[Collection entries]
** Start **
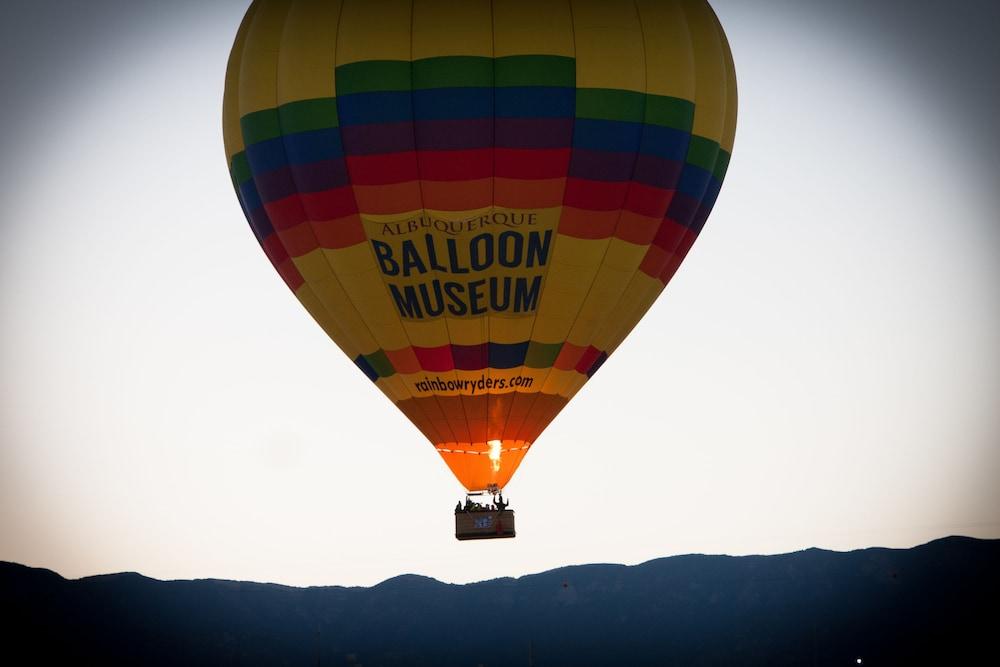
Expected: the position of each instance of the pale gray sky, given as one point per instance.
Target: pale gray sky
(823, 371)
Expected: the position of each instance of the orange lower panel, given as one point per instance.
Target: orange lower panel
(460, 427)
(476, 469)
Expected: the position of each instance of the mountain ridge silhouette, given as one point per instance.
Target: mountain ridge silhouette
(935, 602)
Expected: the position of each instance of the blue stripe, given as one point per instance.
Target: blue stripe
(452, 103)
(260, 223)
(314, 146)
(249, 196)
(267, 155)
(382, 107)
(507, 355)
(534, 102)
(665, 142)
(694, 181)
(607, 135)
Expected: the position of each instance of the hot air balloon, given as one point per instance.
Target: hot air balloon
(478, 200)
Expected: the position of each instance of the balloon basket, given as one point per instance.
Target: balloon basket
(484, 525)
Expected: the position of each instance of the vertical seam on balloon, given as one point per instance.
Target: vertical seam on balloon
(535, 395)
(347, 170)
(621, 335)
(361, 318)
(490, 399)
(607, 248)
(423, 210)
(677, 244)
(277, 238)
(297, 195)
(628, 189)
(607, 321)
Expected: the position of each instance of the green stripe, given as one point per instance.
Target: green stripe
(535, 71)
(608, 104)
(240, 169)
(669, 112)
(541, 355)
(453, 72)
(307, 115)
(702, 152)
(380, 363)
(721, 165)
(260, 126)
(371, 76)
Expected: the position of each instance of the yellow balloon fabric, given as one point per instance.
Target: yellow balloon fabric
(478, 200)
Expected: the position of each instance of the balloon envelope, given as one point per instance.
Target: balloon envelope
(478, 200)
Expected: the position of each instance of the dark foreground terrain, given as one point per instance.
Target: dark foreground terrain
(934, 604)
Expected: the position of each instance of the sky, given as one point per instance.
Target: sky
(824, 370)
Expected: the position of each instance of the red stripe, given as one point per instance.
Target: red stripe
(595, 195)
(329, 204)
(290, 274)
(437, 359)
(286, 213)
(382, 169)
(456, 165)
(587, 224)
(298, 240)
(647, 200)
(341, 233)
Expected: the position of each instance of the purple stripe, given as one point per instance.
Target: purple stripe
(534, 132)
(470, 357)
(377, 138)
(601, 165)
(657, 172)
(320, 176)
(287, 181)
(444, 135)
(275, 185)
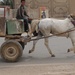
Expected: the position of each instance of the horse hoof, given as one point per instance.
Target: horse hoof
(53, 55)
(68, 50)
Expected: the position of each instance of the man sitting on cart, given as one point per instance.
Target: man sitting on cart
(22, 14)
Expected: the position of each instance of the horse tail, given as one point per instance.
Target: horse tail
(37, 27)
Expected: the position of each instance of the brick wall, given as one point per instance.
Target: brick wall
(56, 8)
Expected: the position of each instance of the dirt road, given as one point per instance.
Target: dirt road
(39, 69)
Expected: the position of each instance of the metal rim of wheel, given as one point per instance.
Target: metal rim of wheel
(11, 50)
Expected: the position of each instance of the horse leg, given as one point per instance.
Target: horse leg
(34, 43)
(73, 48)
(33, 48)
(47, 45)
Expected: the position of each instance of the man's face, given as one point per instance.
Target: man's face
(23, 2)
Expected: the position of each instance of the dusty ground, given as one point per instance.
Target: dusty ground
(40, 69)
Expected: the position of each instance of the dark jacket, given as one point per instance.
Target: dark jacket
(21, 13)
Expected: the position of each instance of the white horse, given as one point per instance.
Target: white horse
(53, 26)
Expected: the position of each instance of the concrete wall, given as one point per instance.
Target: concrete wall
(56, 8)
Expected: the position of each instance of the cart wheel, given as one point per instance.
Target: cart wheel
(11, 51)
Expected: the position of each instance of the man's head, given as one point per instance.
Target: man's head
(23, 2)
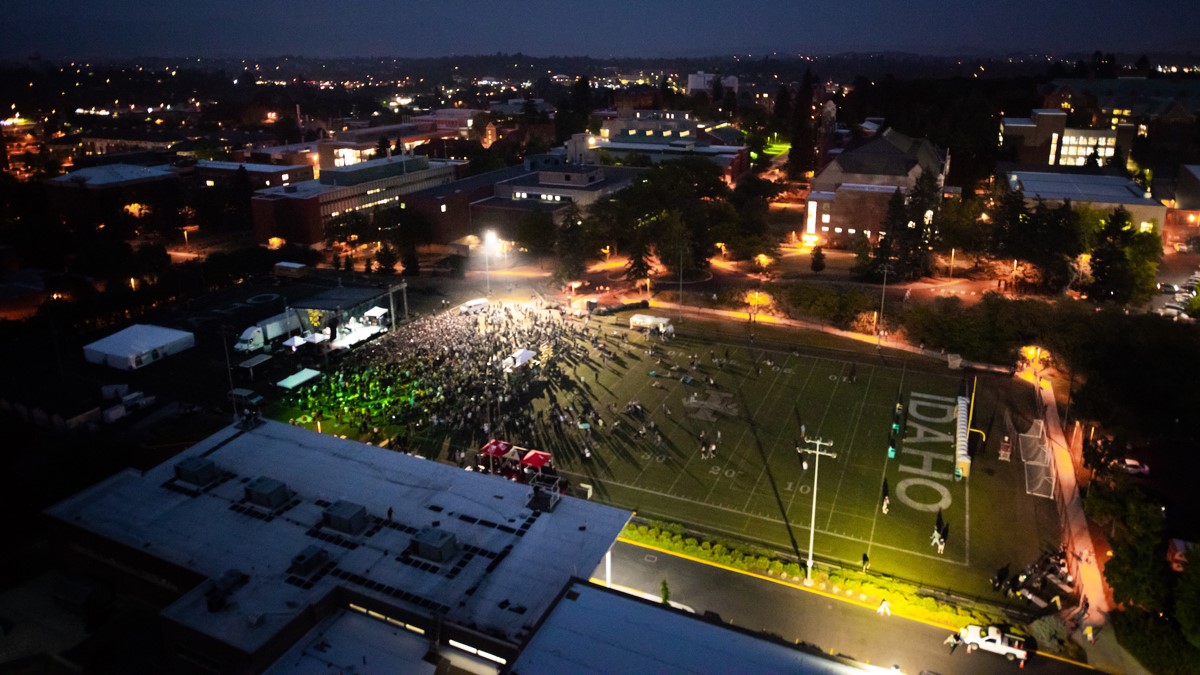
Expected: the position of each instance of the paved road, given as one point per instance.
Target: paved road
(801, 615)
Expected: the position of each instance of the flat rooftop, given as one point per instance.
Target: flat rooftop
(597, 631)
(340, 298)
(508, 566)
(250, 167)
(111, 175)
(1079, 187)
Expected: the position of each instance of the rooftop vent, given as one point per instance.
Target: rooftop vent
(346, 517)
(309, 560)
(436, 544)
(222, 587)
(267, 493)
(196, 471)
(546, 491)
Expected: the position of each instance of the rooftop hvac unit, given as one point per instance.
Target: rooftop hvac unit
(346, 517)
(267, 493)
(546, 491)
(222, 587)
(196, 471)
(309, 560)
(436, 544)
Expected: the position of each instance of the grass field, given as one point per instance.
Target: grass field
(756, 488)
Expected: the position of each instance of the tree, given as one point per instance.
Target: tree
(1125, 261)
(1187, 602)
(387, 258)
(781, 111)
(570, 248)
(817, 263)
(1138, 571)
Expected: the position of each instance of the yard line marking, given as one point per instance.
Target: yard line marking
(749, 426)
(853, 434)
(807, 380)
(711, 529)
(883, 476)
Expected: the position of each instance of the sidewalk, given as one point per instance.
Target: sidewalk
(1105, 655)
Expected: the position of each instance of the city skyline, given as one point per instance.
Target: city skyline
(372, 28)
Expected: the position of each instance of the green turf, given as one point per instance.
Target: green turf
(756, 489)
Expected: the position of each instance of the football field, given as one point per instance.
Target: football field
(757, 408)
(705, 430)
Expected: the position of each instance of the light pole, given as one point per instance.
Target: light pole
(816, 469)
(226, 333)
(883, 296)
(489, 239)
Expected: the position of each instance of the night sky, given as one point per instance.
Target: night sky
(612, 28)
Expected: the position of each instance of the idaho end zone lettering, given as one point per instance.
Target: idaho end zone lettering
(928, 453)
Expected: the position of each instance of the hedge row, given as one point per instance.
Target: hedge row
(904, 597)
(1155, 641)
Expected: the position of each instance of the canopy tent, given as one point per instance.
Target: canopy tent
(298, 378)
(519, 358)
(535, 459)
(495, 448)
(137, 346)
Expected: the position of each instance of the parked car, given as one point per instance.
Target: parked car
(1131, 465)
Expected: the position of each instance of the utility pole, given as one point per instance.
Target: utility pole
(883, 297)
(819, 452)
(226, 333)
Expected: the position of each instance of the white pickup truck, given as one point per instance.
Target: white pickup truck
(995, 640)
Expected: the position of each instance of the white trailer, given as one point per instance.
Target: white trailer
(647, 322)
(268, 330)
(137, 346)
(292, 270)
(995, 640)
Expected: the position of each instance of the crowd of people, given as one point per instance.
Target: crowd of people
(453, 374)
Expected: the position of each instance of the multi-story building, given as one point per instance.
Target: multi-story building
(851, 193)
(298, 213)
(210, 173)
(1099, 192)
(588, 149)
(1043, 139)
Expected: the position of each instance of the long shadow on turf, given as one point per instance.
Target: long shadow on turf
(771, 477)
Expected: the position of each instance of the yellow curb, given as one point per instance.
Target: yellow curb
(781, 583)
(823, 593)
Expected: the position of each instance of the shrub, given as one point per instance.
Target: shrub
(1156, 643)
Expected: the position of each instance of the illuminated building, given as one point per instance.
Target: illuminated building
(1043, 139)
(851, 193)
(298, 213)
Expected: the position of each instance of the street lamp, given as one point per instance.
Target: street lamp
(489, 242)
(883, 296)
(816, 469)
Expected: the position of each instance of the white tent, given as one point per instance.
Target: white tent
(137, 346)
(519, 358)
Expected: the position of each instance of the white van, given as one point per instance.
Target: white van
(473, 306)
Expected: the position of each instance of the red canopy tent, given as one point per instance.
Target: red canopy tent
(497, 449)
(535, 459)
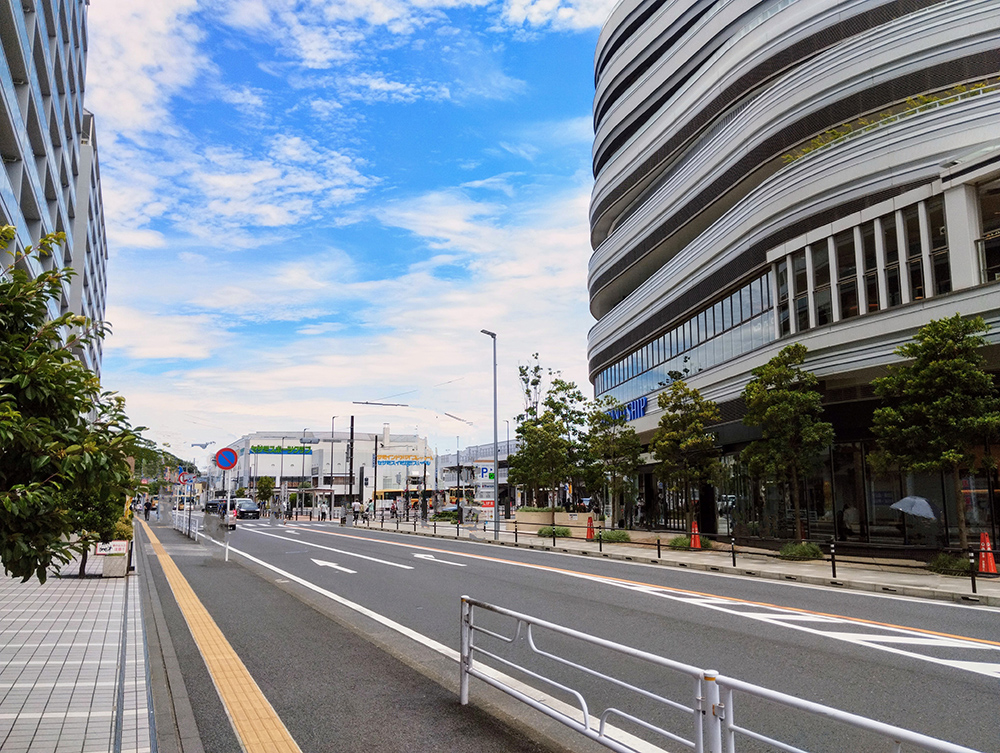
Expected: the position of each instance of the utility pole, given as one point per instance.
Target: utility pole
(350, 469)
** End **
WRITTEN INSTRUCTION: Format every line of the items above as a Markdown table with the columns Row and Line, numbering each row and leaving out blank lines. Leave the pictures out.

CORRECT ANSWER:
| Row | Line |
|---|---|
| 1 | Expected: the position of each instance of the pale gray sky, given as one point per instance. |
| 2 | Target: pale gray sky |
| 3 | (823, 371) |
| 4 | Expected: the position of each instance of the orange lower panel, given as one point per instance. |
| 5 | Target: orange lower panel |
| 6 | (460, 427) |
| 7 | (476, 469) |
| 8 | Expected: the position of each instance of the mountain ridge silhouette, given as one point per instance. |
| 9 | Target: mountain ridge silhouette |
| 10 | (935, 602) |
| 11 | Expected: the position of each instance of the blue stripe, given as one point per instance. |
| 12 | Target: blue stripe |
| 13 | (452, 103) |
| 14 | (260, 223) |
| 15 | (314, 146) |
| 16 | (249, 196) |
| 17 | (267, 155) |
| 18 | (382, 107) |
| 19 | (507, 355) |
| 20 | (534, 102) |
| 21 | (665, 142) |
| 22 | (694, 181) |
| 23 | (607, 135) |
| 24 | Expected: the position of each instance of the hot air balloon, given as one point per instance. |
| 25 | Target: hot air balloon |
| 26 | (478, 200) |
| 27 | Expected: the position of each instance of the balloon basket, given as one point per instance. |
| 28 | Target: balloon basket |
| 29 | (484, 525) |
| 30 | Expected: the position of each instance of the vertical seam on balloon, given as one point per instance. |
| 31 | Target: vertical seam on balloon |
| 32 | (535, 395) |
| 33 | (347, 170) |
| 34 | (621, 335) |
| 35 | (361, 318) |
| 36 | (490, 399) |
| 37 | (607, 248) |
| 38 | (423, 210) |
| 39 | (677, 244) |
| 40 | (277, 238) |
| 41 | (297, 195) |
| 42 | (628, 189) |
| 43 | (607, 321) |
| 44 | Expected: the position of each instance of the green stripe, given as one point per instance. |
| 45 | Target: green stripe |
| 46 | (535, 71) |
| 47 | (608, 104) |
| 48 | (240, 169) |
| 49 | (669, 112) |
| 50 | (541, 355) |
| 51 | (453, 72) |
| 52 | (307, 115) |
| 53 | (702, 152) |
| 54 | (380, 363) |
| 55 | (721, 165) |
| 56 | (260, 126) |
| 57 | (371, 76) |
| 58 | Expected: the position of each instance of the yellow balloon fabric, given as one point per instance. |
| 59 | Target: yellow balloon fabric |
| 60 | (478, 200) |
| 61 | Expected: the position of each instance of the balloon envelope, given as one point per instance. |
| 62 | Target: balloon envelope |
| 63 | (478, 200) |
| 64 | Expected: the position of each instance of the dark foreground terrain, given as one point per instance. |
| 65 | Target: dark foreground terrain |
| 66 | (934, 604) |
| 67 | Expected: the position of each instance of the sky, given as one point per instance. |
| 68 | Target: sky |
| 69 | (824, 370) |
| 70 | Expected: the position of each instance of the red stripe, given as one point per instance. |
| 71 | Target: red stripe |
| 72 | (595, 195) |
| 73 | (329, 204) |
| 74 | (290, 274) |
| 75 | (437, 359) |
| 76 | (286, 213) |
| 77 | (382, 169) |
| 78 | (456, 165) |
| 79 | (587, 224) |
| 80 | (298, 240) |
| 81 | (647, 200) |
| 82 | (341, 233) |
| 83 | Expected: the position of each instance of the purple stripe, given as one point per instance. |
| 84 | Target: purple stripe |
| 85 | (534, 132) |
| 86 | (470, 357) |
| 87 | (377, 138) |
| 88 | (601, 165) |
| 89 | (657, 172) |
| 90 | (320, 176) |
| 91 | (287, 181) |
| 92 | (444, 135) |
| 93 | (275, 185) |
| 94 | Expected: the position of each instance of the horse hoof, given as one point per instance. |
| 95 | Target: horse hoof |
| 96 | (53, 55) |
| 97 | (68, 50) |
| 98 | Expected: the position of each instance of the man sitting on cart, given as one point per instance. |
| 99 | Target: man sitting on cart |
| 100 | (22, 14) |
| 101 | Expected: the position of each instance of the horse tail, given as one point per instance. |
| 102 | Target: horse tail |
| 103 | (37, 27) |
| 104 | Expected: the position of each instance of the brick wall, given as one point per instance. |
| 105 | Target: brick wall |
| 106 | (56, 8) |
| 107 | Expected: the position of each instance of the dirt road, given as one point per instance. |
| 108 | Target: dirt road |
| 109 | (39, 69) |
| 110 | Expected: the position of each instance of the metal rim of wheel, given as one point per instance. |
| 111 | Target: metal rim of wheel |
| 112 | (11, 50) |
| 113 | Expected: the position of each instance of the horse leg, given as one point per instance. |
| 114 | Target: horse leg |
| 115 | (34, 43) |
| 116 | (73, 48) |
| 117 | (33, 48) |
| 118 | (47, 45) |
| 119 | Expected: the position of each instance of the man's face, given as one point per instance. |
| 120 | Target: man's face |
| 121 | (23, 2) |
| 122 | Expected: the position of each instance of the dusty ground, given as one point per instance. |
| 123 | Target: dusty ground |
| 124 | (40, 69) |
| 125 | Expected: the position of each instance of the dark jacket, given as one point per instance. |
| 126 | Target: dark jacket |
| 127 | (21, 13) |
| 128 | Expected: the position of each instance of the white horse, given as one point per instance. |
| 129 | Target: white horse |
| 130 | (53, 26) |
| 131 | Expected: the position of each instance of the concrete wall, given as one point per instance. |
| 132 | Target: concrete wall |
| 133 | (56, 8) |
| 134 | Expected: the position of each instance of the cart wheel, given as one point per instance. |
| 135 | Target: cart wheel |
| 136 | (11, 51) |
| 137 | Expected: the position of each instance of the man's head, given as one point per instance. |
| 138 | Target: man's head |
| 139 | (23, 2) |
| 140 | Expected: the position of each instance of the paved road, given as one point per instance. |
| 141 | Target: paved road |
| 142 | (801, 615) |
| 143 | Expected: the position of each instance of the flat rooftop, given as one point per instance. |
| 144 | Target: flat rooftop |
| 145 | (597, 631) |
| 146 | (340, 298) |
| 147 | (508, 566) |
| 148 | (250, 167) |
| 149 | (111, 175) |
| 150 | (1079, 187) |
| 151 | Expected: the position of each instance of the rooftop vent, given as one point per instance. |
| 152 | Target: rooftop vent |
| 153 | (346, 517) |
| 154 | (309, 560) |
| 155 | (436, 544) |
| 156 | (222, 587) |
| 157 | (267, 493) |
| 158 | (196, 471) |
| 159 | (546, 491) |
| 160 | Expected: the position of each instance of the rooftop hvac unit, given as one point per instance. |
| 161 | Target: rooftop hvac unit |
| 162 | (346, 517) |
| 163 | (267, 493) |
| 164 | (546, 491) |
| 165 | (222, 587) |
| 166 | (196, 471) |
| 167 | (309, 560) |
| 168 | (436, 544) |
| 169 | Expected: the position of each instance of the grass field, given as one point per instance. |
| 170 | Target: grass field |
| 171 | (756, 488) |
| 172 | Expected: the position of each instance of the tree, given as one point per instance. |
| 173 | Target: tree |
| 174 | (1125, 261) |
| 175 | (1187, 602) |
| 176 | (387, 258) |
| 177 | (781, 111) |
| 178 | (570, 248) |
| 179 | (817, 263) |
| 180 | (1138, 571) |
| 181 | Expected: the position of each instance of the yard line marking, given as one point per instance. |
| 182 | Target: yard line marking |
| 183 | (749, 426) |
| 184 | (853, 434) |
| 185 | (807, 380) |
| 186 | (711, 529) |
| 187 | (883, 476) |
| 188 | Expected: the position of each instance of the sidewalk, given as one point per instance. |
| 189 | Target: sidewalk |
| 190 | (1105, 655) |
| 191 | Expected: the position of each instance of the city skyline, given as one point per instance. |
| 192 | Target: city skyline |
| 193 | (372, 28) |
| 194 | Expected: the position of each instance of the green turf, given as one point per instance. |
| 195 | Target: green turf |
| 196 | (756, 489) |
| 197 | Expected: the position of each instance of the football field, given as one point per instance. |
| 198 | Target: football field |
| 199 | (757, 408) |
| 200 | (705, 430) |
| 201 | Expected: the position of each instance of the light pole, given as one point per instance. |
| 202 | Target: light pole |
| 203 | (816, 469) |
| 204 | (226, 333) |
| 205 | (883, 296) |
| 206 | (489, 239) |
| 207 | Expected: the position of each instance of the night sky, given as one point per instance. |
| 208 | Target: night sky |
| 209 | (612, 28) |
| 210 | Expected: the position of each instance of the idaho end zone lettering, given as one point per instance. |
| 211 | Target: idaho end zone lettering |
| 212 | (928, 453) |
| 213 | Expected: the position of each instance of the hedge row, given as one point per instance. |
| 214 | Target: hedge row |
| 215 | (904, 597) |
| 216 | (1155, 641) |
| 217 | Expected: the position of each instance of the canopy tent, given as one point per instance. |
| 218 | Target: canopy tent |
| 219 | (298, 378) |
| 220 | (519, 358) |
| 221 | (535, 459) |
| 222 | (495, 448) |
| 223 | (137, 346) |
| 224 | Expected: the position of each instance of the parked car, given as one point per instance. |
| 225 | Target: parked car |
| 226 | (1131, 465) |
| 227 | Expected: the position of each instance of the utility pole, given as one point per instance. |
| 228 | Target: utility pole |
| 229 | (883, 297) |
| 230 | (819, 452) |
| 231 | (226, 333) |
| 232 | Expected: the position of each instance of the white pickup truck, given as one point per instance. |
| 233 | Target: white pickup truck |
| 234 | (995, 640) |
| 235 | Expected: the position of each instance of the white trailer, given as one point per instance. |
| 236 | Target: white trailer |
| 237 | (647, 322) |
| 238 | (268, 330) |
| 239 | (137, 346) |
| 240 | (292, 270) |
| 241 | (995, 640) |
| 242 | Expected: the position of each instance of the crowd of people, given as one point per instance. |
| 243 | Target: crowd of people |
| 244 | (453, 374) |
| 245 | Expected: the position of each instance of the multi-story building, given as one point per instance. |
| 246 | Target: multi-story building |
| 247 | (851, 193) |
| 248 | (298, 213) |
| 249 | (210, 173) |
| 250 | (1099, 192) |
| 251 | (588, 149) |
| 252 | (1043, 139) |
| 253 | Expected: the position of each instance of the long shadow on turf, given as one point per instance. |
| 254 | Target: long shadow on turf |
| 255 | (771, 477) |
| 256 | Expected: the position of each instance of the yellow curb, given as one point per instance. |
| 257 | Target: yellow curb |
| 258 | (781, 583) |
| 259 | (823, 593) |
| 260 | Expected: the position of each instance of the shrub, given as one point per instance. |
| 261 | Target: shrub |
| 262 | (1156, 643) |
| 263 | Expected: the position of each instance of the illuminated building, given as one point per instance. |
| 264 | Target: illuminated building |
| 265 | (1043, 139) |
| 266 | (851, 193) |
| 267 | (298, 213) |
| 268 | Expected: the position of each instance of the street lamp, given as one point per instance. |
| 269 | Target: street lamp |
| 270 | (489, 242) |
| 271 | (883, 296) |
| 272 | (816, 469) |
| 273 | Expected: the position of each instance of the white tent, given as one point per instance. |
| 274 | Target: white tent |
| 275 | (137, 346) |
| 276 | (519, 358) |
| 277 | Expected: the position of each instance of the white van, given as one point per instance. |
| 278 | Target: white van |
| 279 | (473, 306) |
| 280 | Expected: the position of each instance of the red canopy tent, given as one point per instance. |
| 281 | Target: red canopy tent |
| 282 | (497, 449) |
| 283 | (535, 459) |
| 284 | Expected: the position of each instance of the utility pole, given as one point per instance. |
| 285 | Target: utility pole |
| 286 | (350, 469) |